What is required: Search the entries below for the word "instance" and copy each line that has it.

Saved entries:
◆ ◆ ◆
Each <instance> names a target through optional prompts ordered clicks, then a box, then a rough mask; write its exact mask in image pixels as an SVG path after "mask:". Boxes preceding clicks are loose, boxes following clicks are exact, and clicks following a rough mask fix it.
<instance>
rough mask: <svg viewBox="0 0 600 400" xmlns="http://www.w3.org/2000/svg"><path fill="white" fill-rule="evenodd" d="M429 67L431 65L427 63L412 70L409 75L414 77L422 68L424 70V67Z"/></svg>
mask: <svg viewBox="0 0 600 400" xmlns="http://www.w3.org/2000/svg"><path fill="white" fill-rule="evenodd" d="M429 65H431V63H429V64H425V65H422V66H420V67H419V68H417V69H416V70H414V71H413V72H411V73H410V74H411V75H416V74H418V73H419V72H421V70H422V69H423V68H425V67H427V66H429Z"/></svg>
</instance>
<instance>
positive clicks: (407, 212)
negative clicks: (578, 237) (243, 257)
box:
◆ ◆ ◆
Solution to this exercise:
Each <instance> names a target through optional prompts ordered clicks, then a box, then a rough mask; write its exact mask in image pixels as an SVG path after "mask:". Boxes preceding clicks are loose, boxes following clicks are exact, and clicks following a rough mask fix it.
<instance>
</instance>
<instance>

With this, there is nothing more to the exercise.